Aim of the exercise: Lines before the one containing "In this exercise you will locate the tall" are left out; that line and all after it, through the end of the records, must be transcribed exactly.

Entries supplied:
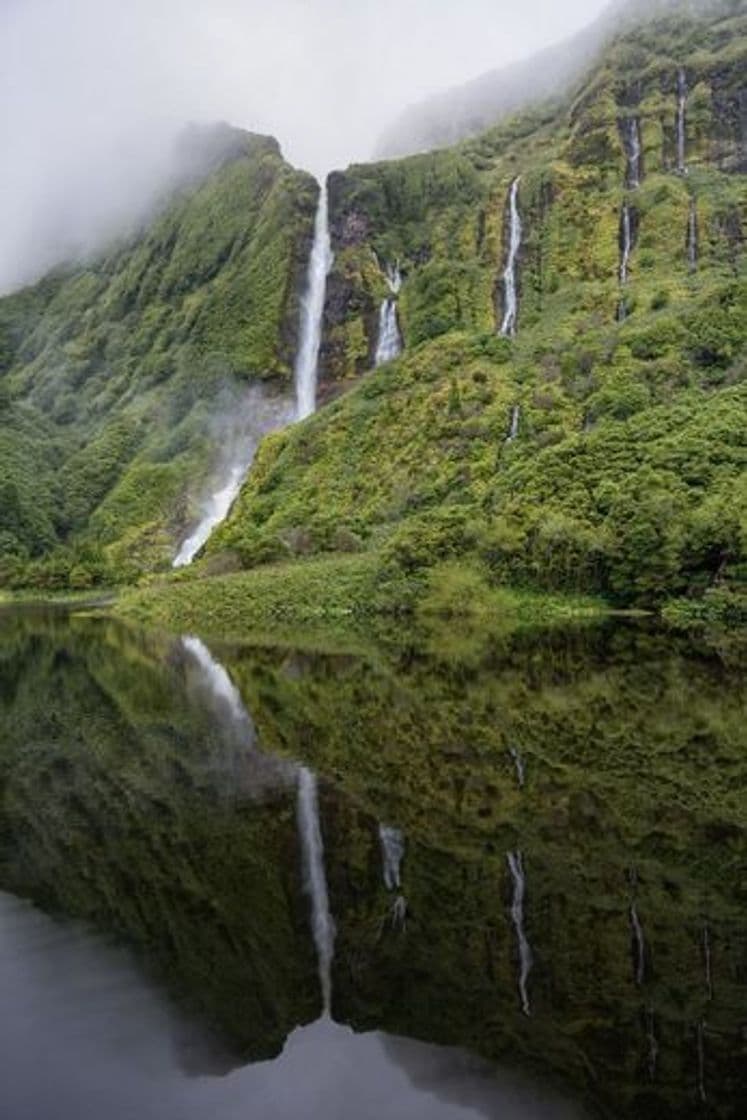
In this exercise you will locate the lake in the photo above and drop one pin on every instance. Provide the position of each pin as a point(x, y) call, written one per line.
point(310, 877)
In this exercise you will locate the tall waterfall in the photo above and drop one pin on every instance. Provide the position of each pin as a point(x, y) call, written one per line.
point(516, 868)
point(221, 686)
point(634, 152)
point(707, 963)
point(692, 235)
point(513, 426)
point(315, 880)
point(640, 955)
point(681, 109)
point(390, 339)
point(626, 249)
point(392, 849)
point(307, 357)
point(511, 304)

Solution to the exercise:
In this exercise you will locate the tall waterfall in the photo above and drop one pin on every instance. Provide the position of each pin as a point(x, y) call, written one per line.
point(516, 868)
point(221, 686)
point(634, 152)
point(707, 963)
point(692, 235)
point(513, 426)
point(315, 880)
point(640, 955)
point(681, 109)
point(390, 339)
point(626, 249)
point(392, 849)
point(307, 357)
point(511, 304)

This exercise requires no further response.